— begin Recorded information —

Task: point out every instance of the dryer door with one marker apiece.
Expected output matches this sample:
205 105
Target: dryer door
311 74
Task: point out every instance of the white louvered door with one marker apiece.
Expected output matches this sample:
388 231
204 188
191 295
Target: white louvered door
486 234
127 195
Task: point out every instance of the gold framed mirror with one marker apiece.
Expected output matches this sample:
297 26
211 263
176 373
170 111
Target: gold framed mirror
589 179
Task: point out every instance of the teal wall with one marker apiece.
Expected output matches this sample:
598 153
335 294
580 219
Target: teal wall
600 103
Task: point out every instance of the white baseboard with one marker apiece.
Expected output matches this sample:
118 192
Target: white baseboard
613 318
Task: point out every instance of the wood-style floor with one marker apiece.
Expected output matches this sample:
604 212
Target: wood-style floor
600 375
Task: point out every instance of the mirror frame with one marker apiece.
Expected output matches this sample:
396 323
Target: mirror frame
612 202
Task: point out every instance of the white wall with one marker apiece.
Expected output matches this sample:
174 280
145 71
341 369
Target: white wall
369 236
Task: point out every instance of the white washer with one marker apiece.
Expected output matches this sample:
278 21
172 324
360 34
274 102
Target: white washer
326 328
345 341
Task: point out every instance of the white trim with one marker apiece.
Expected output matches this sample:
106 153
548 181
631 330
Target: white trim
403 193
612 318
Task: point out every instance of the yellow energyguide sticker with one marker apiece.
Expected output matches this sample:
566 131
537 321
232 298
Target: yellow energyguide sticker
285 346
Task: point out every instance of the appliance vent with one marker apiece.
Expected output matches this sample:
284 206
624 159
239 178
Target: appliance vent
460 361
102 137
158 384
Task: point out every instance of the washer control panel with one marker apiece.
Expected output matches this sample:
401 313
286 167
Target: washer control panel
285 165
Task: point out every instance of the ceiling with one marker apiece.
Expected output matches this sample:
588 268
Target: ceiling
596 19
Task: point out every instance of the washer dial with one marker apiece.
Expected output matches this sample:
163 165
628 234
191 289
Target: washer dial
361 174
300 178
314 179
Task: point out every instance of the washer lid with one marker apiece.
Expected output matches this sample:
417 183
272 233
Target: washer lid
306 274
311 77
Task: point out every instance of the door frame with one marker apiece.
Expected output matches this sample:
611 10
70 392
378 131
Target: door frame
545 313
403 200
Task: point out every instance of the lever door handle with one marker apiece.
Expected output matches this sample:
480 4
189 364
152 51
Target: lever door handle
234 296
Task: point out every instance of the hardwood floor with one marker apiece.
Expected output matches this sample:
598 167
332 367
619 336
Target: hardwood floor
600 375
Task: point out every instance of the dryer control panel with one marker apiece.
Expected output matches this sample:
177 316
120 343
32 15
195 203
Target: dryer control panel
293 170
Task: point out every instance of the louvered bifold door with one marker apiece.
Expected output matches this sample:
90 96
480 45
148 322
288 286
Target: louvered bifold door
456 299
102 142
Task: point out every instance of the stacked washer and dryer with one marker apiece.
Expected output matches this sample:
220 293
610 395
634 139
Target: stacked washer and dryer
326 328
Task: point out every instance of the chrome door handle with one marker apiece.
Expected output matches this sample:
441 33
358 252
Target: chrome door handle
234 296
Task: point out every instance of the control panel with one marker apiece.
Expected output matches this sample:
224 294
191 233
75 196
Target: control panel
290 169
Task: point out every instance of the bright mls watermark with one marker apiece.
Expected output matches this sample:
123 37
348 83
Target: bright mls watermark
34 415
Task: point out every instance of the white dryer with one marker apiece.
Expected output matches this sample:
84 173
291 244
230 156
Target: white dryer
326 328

— end Recorded information —

Aim:
Return the lines from the line containing "Task: point out every instance of the chrome" to the end of the entries above, exactly as they appear and with no other output.

Exercise output:
Task: point out every instance of the chrome door handle with one marker apiece.
Expected output matches this sample:
441 33
358 252
Target: chrome door handle
234 296
Task: point out every instance of the control panel with one marker apiece.
Expected output matches this sample:
224 294
191 233
75 196
Target: control panel
290 169
Task: point out every instance of the bright mls watermark with one marker apiece.
Expected output matches this sample:
123 37
348 83
Target: bright mls watermark
34 415
Task: point out every instance of the white dryer with one marker apiece.
Expected output matches this sample:
84 173
291 244
230 156
Target: white dryer
326 328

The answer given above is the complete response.